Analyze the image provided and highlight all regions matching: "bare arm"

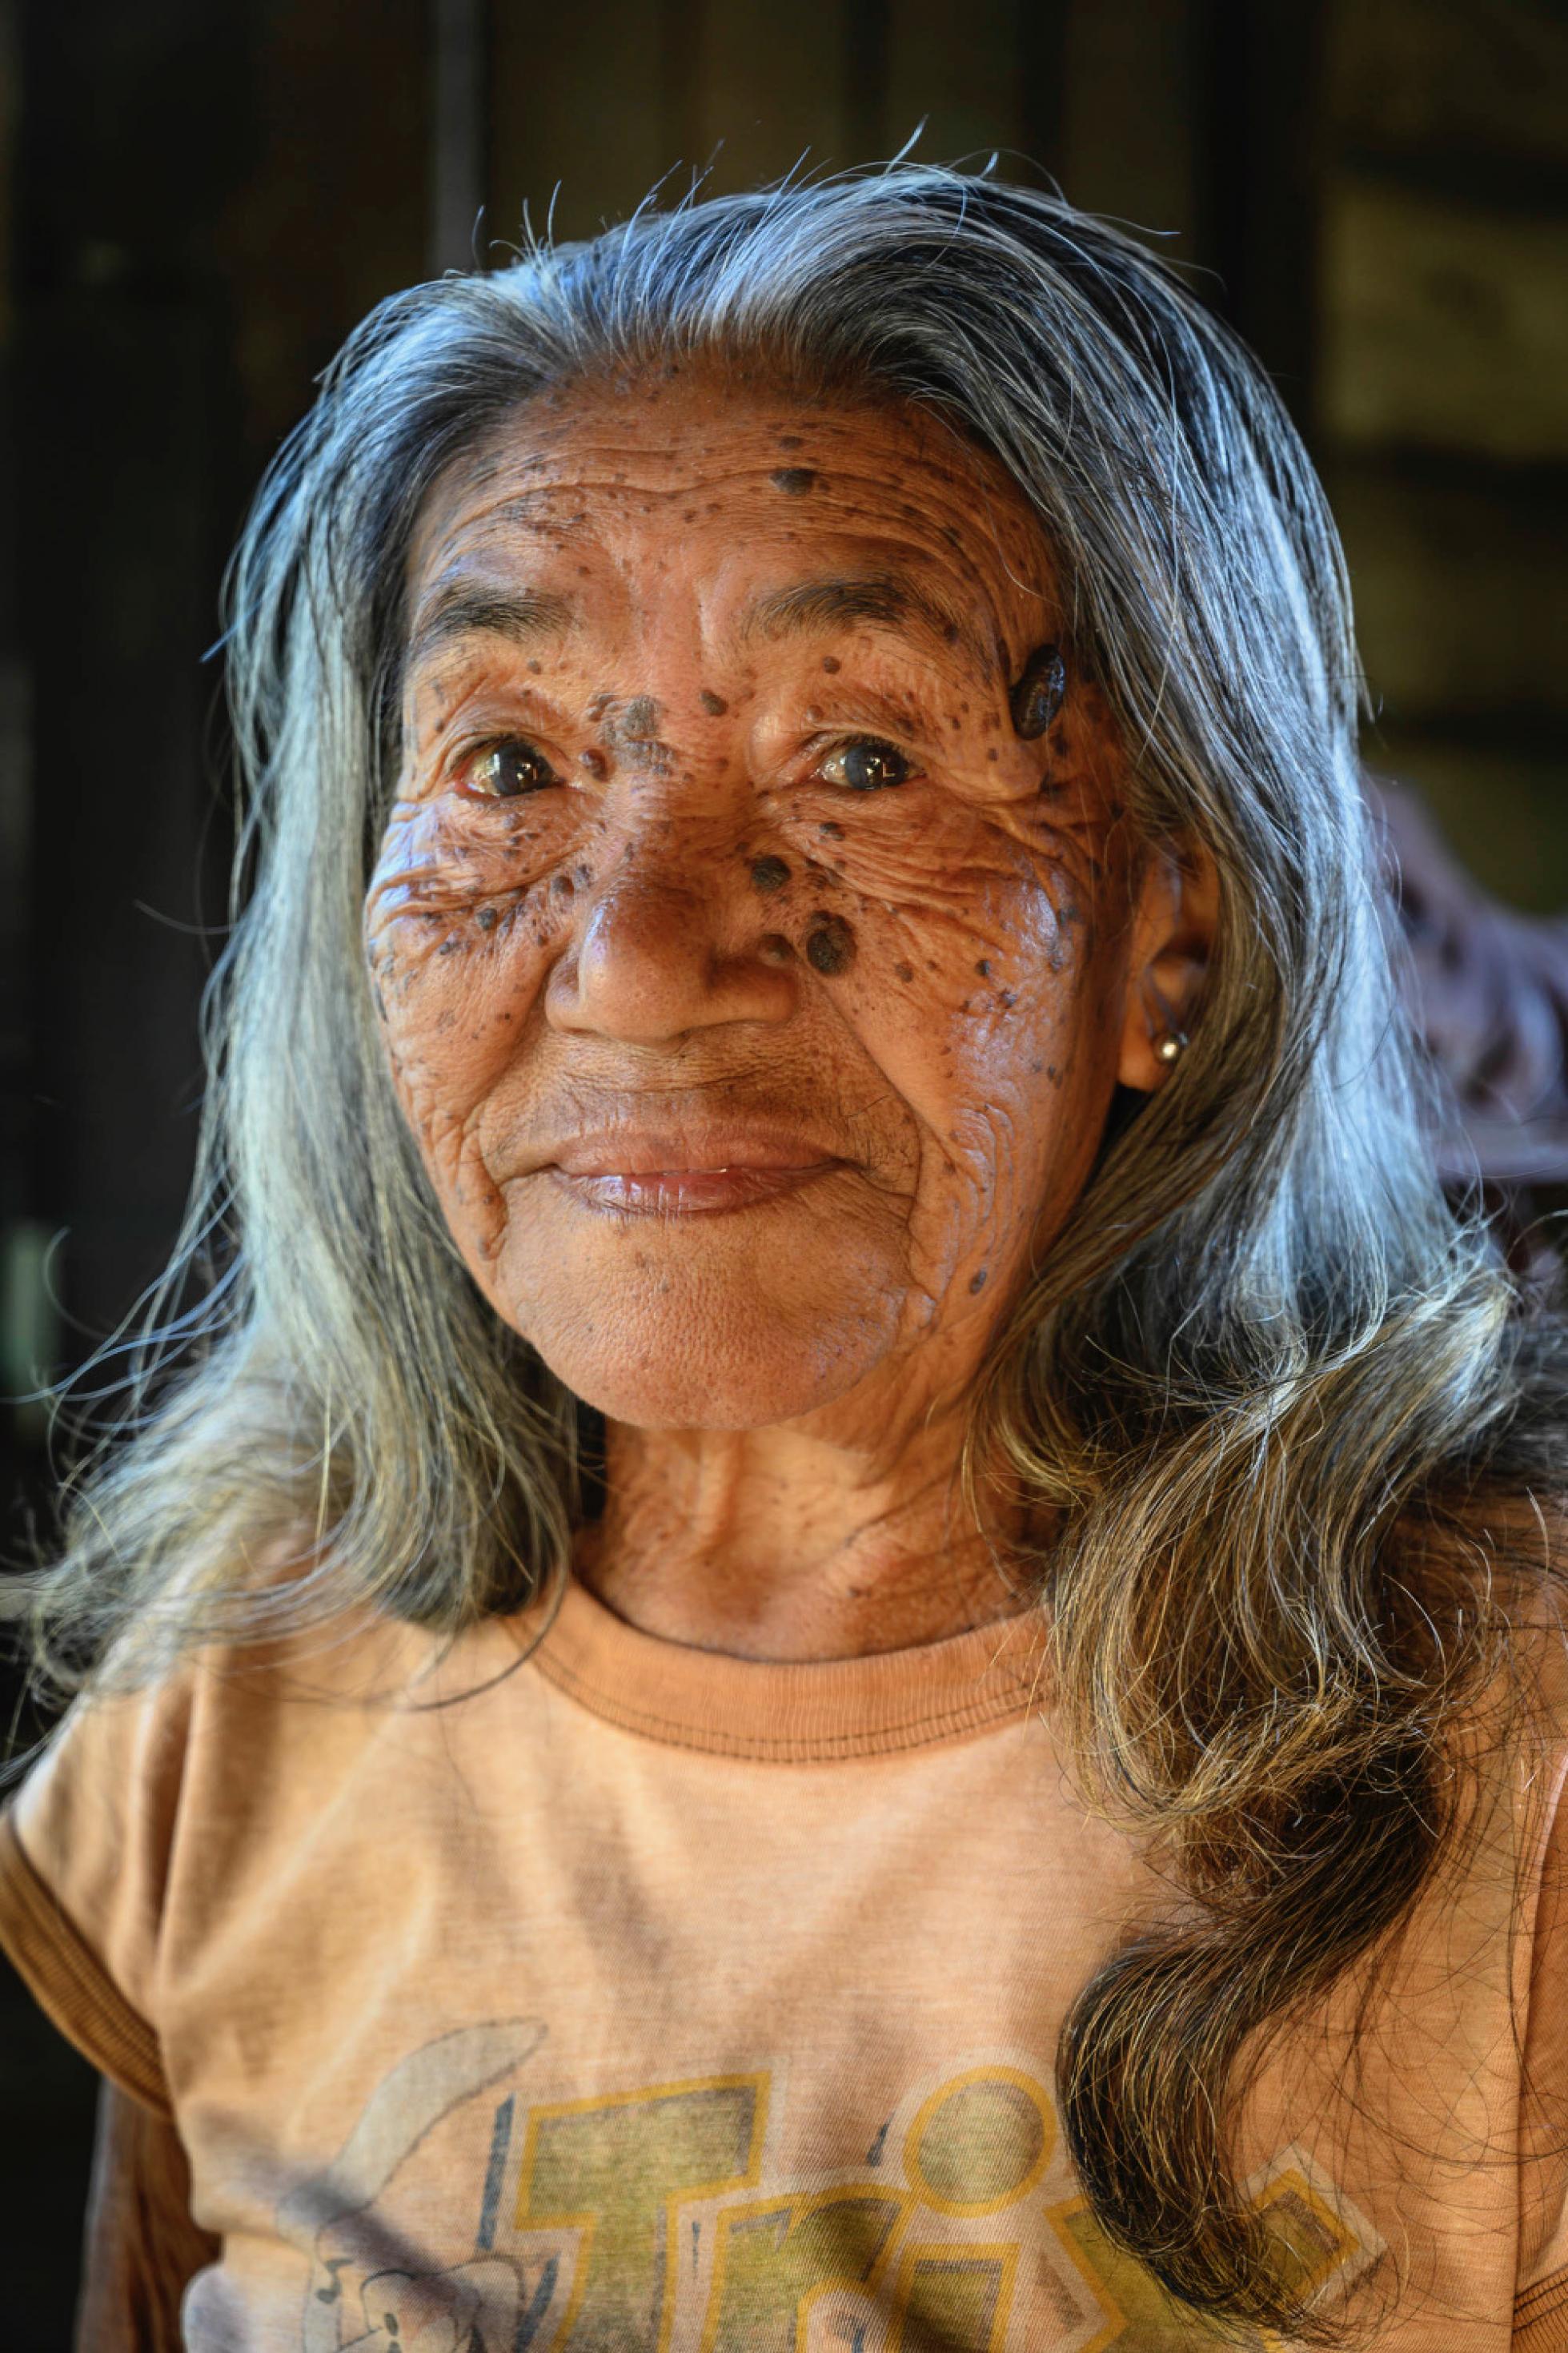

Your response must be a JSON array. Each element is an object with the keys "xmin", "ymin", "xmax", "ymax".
[{"xmin": 74, "ymin": 2082, "xmax": 220, "ymax": 2353}]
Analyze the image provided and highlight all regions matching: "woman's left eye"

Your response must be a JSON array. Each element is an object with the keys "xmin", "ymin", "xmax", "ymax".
[
  {"xmin": 817, "ymin": 737, "xmax": 914, "ymax": 793},
  {"xmin": 455, "ymin": 738, "xmax": 559, "ymax": 799}
]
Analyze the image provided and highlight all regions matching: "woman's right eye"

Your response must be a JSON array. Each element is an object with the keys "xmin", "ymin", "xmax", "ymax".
[{"xmin": 455, "ymin": 739, "xmax": 559, "ymax": 800}]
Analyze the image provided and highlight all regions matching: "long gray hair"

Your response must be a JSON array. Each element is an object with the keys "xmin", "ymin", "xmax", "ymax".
[{"xmin": 19, "ymin": 167, "xmax": 1565, "ymax": 2335}]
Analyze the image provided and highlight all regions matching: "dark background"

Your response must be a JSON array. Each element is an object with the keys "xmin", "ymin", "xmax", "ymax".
[{"xmin": 2, "ymin": 0, "xmax": 1565, "ymax": 2339}]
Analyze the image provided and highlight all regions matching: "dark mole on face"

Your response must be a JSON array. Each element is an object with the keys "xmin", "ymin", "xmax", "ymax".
[
  {"xmin": 579, "ymin": 748, "xmax": 608, "ymax": 778},
  {"xmin": 760, "ymin": 932, "xmax": 793, "ymax": 965},
  {"xmin": 770, "ymin": 468, "xmax": 818, "ymax": 497},
  {"xmin": 620, "ymin": 695, "xmax": 660, "ymax": 739},
  {"xmin": 818, "ymin": 821, "xmax": 844, "ymax": 839},
  {"xmin": 750, "ymin": 855, "xmax": 790, "ymax": 894},
  {"xmin": 968, "ymin": 1267, "xmax": 989, "ymax": 1294},
  {"xmin": 699, "ymin": 689, "xmax": 728, "ymax": 716},
  {"xmin": 476, "ymin": 905, "xmax": 499, "ymax": 930},
  {"xmin": 805, "ymin": 912, "xmax": 856, "ymax": 975},
  {"xmin": 820, "ymin": 656, "xmax": 840, "ymax": 673},
  {"xmin": 1009, "ymin": 643, "xmax": 1068, "ymax": 741}
]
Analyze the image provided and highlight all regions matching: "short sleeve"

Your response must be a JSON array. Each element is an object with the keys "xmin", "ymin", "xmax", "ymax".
[{"xmin": 0, "ymin": 1670, "xmax": 195, "ymax": 2119}]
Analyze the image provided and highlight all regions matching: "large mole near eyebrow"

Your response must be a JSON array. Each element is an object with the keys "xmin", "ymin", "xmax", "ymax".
[
  {"xmin": 619, "ymin": 695, "xmax": 660, "ymax": 739},
  {"xmin": 594, "ymin": 693, "xmax": 674, "ymax": 772},
  {"xmin": 1009, "ymin": 643, "xmax": 1067, "ymax": 740},
  {"xmin": 805, "ymin": 913, "xmax": 856, "ymax": 975},
  {"xmin": 770, "ymin": 468, "xmax": 818, "ymax": 496}
]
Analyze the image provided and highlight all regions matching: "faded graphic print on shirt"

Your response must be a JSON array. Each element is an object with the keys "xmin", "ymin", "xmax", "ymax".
[{"xmin": 266, "ymin": 2024, "xmax": 1380, "ymax": 2352}]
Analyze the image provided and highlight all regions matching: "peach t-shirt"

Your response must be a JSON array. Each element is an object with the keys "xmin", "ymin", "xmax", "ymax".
[{"xmin": 3, "ymin": 1576, "xmax": 1568, "ymax": 2351}]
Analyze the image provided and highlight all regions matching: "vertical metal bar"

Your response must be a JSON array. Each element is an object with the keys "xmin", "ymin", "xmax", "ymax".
[
  {"xmin": 661, "ymin": 0, "xmax": 708, "ymax": 188},
  {"xmin": 844, "ymin": 0, "xmax": 890, "ymax": 163},
  {"xmin": 430, "ymin": 0, "xmax": 489, "ymax": 273},
  {"xmin": 1015, "ymin": 0, "xmax": 1068, "ymax": 189}
]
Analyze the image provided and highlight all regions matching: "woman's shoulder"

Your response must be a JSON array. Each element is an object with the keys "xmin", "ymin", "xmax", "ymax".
[{"xmin": 0, "ymin": 1554, "xmax": 536, "ymax": 2110}]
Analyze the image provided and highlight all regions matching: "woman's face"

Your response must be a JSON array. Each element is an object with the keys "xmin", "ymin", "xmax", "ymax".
[{"xmin": 366, "ymin": 371, "xmax": 1156, "ymax": 1438}]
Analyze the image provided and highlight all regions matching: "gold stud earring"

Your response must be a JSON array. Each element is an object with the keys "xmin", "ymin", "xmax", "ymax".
[{"xmin": 1144, "ymin": 975, "xmax": 1189, "ymax": 1066}]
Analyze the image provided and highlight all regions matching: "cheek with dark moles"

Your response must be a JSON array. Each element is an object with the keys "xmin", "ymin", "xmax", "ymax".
[
  {"xmin": 735, "ymin": 717, "xmax": 1122, "ymax": 1042},
  {"xmin": 362, "ymin": 793, "xmax": 593, "ymax": 1247}
]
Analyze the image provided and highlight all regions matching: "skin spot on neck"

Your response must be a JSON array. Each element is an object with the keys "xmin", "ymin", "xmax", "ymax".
[{"xmin": 771, "ymin": 468, "xmax": 818, "ymax": 496}]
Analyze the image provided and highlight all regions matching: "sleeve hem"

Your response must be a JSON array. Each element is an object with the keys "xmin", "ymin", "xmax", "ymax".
[
  {"xmin": 1518, "ymin": 2262, "xmax": 1568, "ymax": 2348},
  {"xmin": 0, "ymin": 1809, "xmax": 171, "ymax": 2119}
]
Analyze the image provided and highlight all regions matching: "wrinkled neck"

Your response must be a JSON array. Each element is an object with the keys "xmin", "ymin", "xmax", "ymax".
[{"xmin": 575, "ymin": 1409, "xmax": 1033, "ymax": 1662}]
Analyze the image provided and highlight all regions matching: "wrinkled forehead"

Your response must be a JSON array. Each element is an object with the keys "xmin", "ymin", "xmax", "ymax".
[{"xmin": 402, "ymin": 369, "xmax": 1060, "ymax": 672}]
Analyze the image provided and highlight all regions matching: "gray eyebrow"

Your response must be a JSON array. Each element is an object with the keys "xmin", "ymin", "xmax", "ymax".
[
  {"xmin": 405, "ymin": 583, "xmax": 578, "ymax": 672},
  {"xmin": 740, "ymin": 573, "xmax": 979, "ymax": 663}
]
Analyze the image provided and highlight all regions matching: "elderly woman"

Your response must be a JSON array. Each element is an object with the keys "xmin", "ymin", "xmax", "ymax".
[{"xmin": 3, "ymin": 168, "xmax": 1566, "ymax": 2351}]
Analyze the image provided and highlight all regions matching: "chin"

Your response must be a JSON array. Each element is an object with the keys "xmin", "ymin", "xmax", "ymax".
[
  {"xmin": 503, "ymin": 1279, "xmax": 888, "ymax": 1431},
  {"xmin": 549, "ymin": 1335, "xmax": 877, "ymax": 1431}
]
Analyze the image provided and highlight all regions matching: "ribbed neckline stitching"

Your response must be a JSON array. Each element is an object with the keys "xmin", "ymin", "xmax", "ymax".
[{"xmin": 517, "ymin": 1577, "xmax": 1044, "ymax": 1763}]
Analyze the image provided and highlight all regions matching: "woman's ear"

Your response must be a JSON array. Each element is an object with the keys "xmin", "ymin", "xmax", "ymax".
[{"xmin": 1117, "ymin": 838, "xmax": 1219, "ymax": 1093}]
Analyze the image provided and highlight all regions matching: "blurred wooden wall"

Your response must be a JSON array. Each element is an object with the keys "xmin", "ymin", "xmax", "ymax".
[
  {"xmin": 1318, "ymin": 1, "xmax": 1568, "ymax": 913},
  {"xmin": 1, "ymin": 0, "xmax": 1565, "ymax": 2332}
]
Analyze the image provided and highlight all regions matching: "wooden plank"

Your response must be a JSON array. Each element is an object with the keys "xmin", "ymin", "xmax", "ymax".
[
  {"xmin": 487, "ymin": 2, "xmax": 671, "ymax": 246},
  {"xmin": 1325, "ymin": 456, "xmax": 1568, "ymax": 724},
  {"xmin": 1320, "ymin": 173, "xmax": 1568, "ymax": 462},
  {"xmin": 880, "ymin": 0, "xmax": 1028, "ymax": 170},
  {"xmin": 219, "ymin": 0, "xmax": 428, "ymax": 443},
  {"xmin": 1057, "ymin": 0, "xmax": 1203, "ymax": 248},
  {"xmin": 693, "ymin": 0, "xmax": 851, "ymax": 186},
  {"xmin": 1365, "ymin": 733, "xmax": 1568, "ymax": 918},
  {"xmin": 1328, "ymin": 0, "xmax": 1568, "ymax": 180}
]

Work item
Please give the number of lines in the data above where the word "eyebrow" appears, and nothing besides.

Answer
2